BEGIN RECORDED DATA
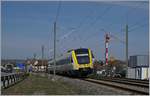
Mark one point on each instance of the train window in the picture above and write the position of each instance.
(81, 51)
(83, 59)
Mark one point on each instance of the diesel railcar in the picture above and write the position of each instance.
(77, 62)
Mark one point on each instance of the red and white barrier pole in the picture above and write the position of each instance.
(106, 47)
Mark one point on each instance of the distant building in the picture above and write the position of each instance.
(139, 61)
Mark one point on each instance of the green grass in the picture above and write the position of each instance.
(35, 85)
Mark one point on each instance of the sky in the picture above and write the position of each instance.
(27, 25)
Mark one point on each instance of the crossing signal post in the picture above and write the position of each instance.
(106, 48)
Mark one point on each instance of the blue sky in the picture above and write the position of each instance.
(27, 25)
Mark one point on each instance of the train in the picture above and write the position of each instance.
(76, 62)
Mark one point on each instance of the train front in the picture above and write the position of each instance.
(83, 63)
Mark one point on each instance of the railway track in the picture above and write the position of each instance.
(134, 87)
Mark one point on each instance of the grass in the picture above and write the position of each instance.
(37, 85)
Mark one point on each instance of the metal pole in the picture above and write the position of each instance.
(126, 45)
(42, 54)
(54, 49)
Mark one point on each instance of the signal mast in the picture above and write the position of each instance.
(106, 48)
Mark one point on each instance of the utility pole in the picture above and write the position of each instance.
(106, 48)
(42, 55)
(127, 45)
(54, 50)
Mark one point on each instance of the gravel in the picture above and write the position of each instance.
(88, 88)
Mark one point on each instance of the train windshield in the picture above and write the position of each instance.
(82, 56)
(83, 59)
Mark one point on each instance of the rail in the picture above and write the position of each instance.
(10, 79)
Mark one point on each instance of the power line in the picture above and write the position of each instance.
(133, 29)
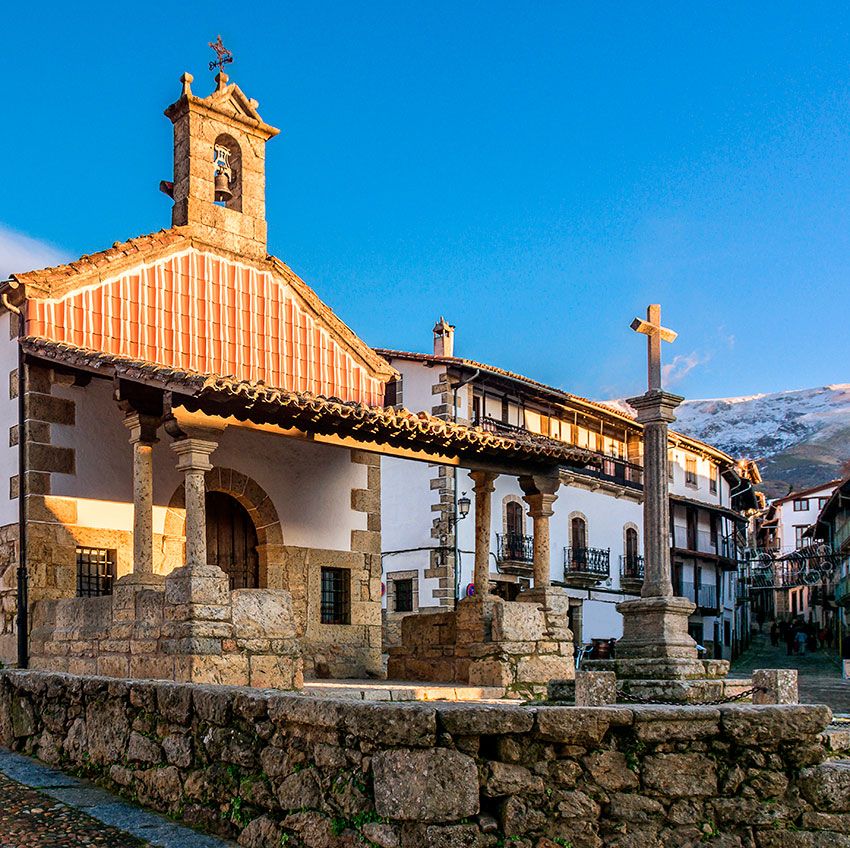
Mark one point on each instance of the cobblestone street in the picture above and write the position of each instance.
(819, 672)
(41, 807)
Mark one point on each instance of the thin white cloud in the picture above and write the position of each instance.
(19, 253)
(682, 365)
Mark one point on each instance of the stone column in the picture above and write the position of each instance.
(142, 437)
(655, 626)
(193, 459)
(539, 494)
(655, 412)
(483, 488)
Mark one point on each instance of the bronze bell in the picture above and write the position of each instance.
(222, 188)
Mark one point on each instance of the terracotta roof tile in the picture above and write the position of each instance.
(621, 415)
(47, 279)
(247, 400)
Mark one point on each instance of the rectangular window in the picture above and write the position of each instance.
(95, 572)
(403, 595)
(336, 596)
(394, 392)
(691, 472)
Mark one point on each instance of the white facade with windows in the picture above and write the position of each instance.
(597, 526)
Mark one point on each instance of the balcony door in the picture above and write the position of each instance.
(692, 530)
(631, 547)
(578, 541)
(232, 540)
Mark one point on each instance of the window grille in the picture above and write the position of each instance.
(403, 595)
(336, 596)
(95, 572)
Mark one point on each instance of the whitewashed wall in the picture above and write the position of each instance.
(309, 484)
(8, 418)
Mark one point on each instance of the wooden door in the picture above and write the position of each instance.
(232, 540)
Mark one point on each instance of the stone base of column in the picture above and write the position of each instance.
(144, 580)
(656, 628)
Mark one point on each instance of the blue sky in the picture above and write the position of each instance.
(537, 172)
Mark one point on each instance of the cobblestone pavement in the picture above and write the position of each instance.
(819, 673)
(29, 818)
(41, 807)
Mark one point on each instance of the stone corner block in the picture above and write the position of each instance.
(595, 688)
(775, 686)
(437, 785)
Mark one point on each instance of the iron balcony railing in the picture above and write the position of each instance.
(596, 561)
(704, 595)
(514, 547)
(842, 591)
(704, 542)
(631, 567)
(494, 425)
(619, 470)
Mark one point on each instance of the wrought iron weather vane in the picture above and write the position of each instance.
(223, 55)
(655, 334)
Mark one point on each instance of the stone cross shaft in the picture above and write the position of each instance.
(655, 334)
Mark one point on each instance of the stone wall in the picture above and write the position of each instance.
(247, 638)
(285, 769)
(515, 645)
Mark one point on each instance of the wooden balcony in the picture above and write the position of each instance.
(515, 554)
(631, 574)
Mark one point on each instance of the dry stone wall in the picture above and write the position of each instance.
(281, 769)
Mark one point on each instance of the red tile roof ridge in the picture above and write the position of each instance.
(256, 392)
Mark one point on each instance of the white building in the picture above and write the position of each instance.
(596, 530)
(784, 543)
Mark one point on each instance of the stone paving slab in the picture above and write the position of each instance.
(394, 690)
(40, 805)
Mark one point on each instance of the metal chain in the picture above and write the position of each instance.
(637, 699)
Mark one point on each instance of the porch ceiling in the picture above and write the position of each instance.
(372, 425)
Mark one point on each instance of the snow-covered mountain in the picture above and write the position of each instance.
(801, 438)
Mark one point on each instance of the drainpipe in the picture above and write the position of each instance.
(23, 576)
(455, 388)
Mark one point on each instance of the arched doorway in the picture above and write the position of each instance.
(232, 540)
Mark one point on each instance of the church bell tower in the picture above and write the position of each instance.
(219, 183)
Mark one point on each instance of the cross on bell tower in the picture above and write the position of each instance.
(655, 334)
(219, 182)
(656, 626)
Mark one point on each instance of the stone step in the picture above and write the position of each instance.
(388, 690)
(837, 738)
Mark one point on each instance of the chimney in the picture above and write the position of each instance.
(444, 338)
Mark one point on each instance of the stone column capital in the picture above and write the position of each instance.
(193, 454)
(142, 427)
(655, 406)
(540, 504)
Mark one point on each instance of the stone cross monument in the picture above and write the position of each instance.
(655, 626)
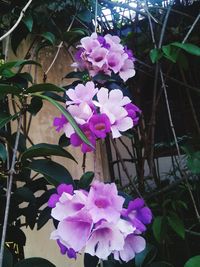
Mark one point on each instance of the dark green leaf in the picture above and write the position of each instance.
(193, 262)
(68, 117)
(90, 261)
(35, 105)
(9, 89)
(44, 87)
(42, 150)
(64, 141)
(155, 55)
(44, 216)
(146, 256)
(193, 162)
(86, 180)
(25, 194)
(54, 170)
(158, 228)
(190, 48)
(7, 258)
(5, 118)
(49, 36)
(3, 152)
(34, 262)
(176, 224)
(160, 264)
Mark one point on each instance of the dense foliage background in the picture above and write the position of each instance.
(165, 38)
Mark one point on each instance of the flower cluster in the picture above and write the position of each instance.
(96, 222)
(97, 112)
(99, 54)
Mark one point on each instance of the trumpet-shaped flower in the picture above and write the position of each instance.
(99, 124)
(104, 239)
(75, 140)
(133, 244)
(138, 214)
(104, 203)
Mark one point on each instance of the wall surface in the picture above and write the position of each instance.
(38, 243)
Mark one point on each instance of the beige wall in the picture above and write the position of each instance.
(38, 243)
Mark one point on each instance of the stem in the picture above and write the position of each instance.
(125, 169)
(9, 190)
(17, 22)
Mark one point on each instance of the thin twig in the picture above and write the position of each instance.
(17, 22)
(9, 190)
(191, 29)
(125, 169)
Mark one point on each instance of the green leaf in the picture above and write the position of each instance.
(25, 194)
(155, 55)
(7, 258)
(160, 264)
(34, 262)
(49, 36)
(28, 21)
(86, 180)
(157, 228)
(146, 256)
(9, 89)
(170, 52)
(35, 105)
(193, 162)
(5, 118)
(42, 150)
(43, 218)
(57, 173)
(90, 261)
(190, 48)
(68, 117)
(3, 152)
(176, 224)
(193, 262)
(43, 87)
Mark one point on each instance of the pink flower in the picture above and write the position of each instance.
END RECORDED DATA
BEGIN RECORDED DATA
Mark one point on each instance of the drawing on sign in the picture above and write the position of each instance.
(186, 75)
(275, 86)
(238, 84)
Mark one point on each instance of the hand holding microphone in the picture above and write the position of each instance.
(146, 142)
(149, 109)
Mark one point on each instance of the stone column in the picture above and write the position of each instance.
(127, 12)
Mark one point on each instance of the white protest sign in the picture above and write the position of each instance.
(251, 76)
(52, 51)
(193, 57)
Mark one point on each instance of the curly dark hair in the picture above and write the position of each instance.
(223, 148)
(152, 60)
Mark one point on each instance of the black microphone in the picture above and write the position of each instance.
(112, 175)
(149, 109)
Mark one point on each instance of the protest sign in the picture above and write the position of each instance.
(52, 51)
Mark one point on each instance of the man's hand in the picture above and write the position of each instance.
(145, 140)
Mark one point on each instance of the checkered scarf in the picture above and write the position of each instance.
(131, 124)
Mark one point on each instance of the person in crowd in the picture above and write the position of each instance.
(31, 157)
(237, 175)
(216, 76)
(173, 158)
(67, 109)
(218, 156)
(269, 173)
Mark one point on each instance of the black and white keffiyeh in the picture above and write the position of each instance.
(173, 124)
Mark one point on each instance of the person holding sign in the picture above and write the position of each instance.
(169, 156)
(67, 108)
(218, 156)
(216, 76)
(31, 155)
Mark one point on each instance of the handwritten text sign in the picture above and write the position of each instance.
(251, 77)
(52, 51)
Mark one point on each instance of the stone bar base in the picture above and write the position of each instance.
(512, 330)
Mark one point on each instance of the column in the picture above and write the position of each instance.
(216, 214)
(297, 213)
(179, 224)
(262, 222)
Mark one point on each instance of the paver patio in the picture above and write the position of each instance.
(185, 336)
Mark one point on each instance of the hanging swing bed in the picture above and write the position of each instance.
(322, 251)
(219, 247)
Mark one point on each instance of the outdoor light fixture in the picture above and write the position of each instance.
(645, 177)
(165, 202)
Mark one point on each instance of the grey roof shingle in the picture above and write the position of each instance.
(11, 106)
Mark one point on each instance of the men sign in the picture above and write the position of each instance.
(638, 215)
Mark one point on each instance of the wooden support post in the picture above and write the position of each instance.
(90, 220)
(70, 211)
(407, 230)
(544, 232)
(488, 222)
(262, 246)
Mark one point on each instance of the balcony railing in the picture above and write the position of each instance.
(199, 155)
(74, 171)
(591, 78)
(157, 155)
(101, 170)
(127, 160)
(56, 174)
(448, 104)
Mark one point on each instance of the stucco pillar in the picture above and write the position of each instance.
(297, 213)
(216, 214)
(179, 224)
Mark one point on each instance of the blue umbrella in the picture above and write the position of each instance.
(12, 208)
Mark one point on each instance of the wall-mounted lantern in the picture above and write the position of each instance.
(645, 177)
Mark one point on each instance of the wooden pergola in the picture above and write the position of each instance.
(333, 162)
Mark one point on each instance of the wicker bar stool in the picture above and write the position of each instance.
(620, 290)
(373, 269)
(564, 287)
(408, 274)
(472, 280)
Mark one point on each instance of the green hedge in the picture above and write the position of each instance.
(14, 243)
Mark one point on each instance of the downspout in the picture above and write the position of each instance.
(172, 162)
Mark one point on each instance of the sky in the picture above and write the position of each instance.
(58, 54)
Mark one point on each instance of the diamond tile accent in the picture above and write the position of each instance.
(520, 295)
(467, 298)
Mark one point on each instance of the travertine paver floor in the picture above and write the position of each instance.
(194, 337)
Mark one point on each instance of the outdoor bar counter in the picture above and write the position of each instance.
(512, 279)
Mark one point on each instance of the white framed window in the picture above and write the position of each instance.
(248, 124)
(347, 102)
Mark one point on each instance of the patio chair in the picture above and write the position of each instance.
END RECORDED DATA
BEGIN RECORDED DATA
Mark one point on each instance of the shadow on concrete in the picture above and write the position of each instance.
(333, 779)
END RECORDED DATA
How many lines in the entries above contain the string "tile"? Case counts. Reply with the number only.

3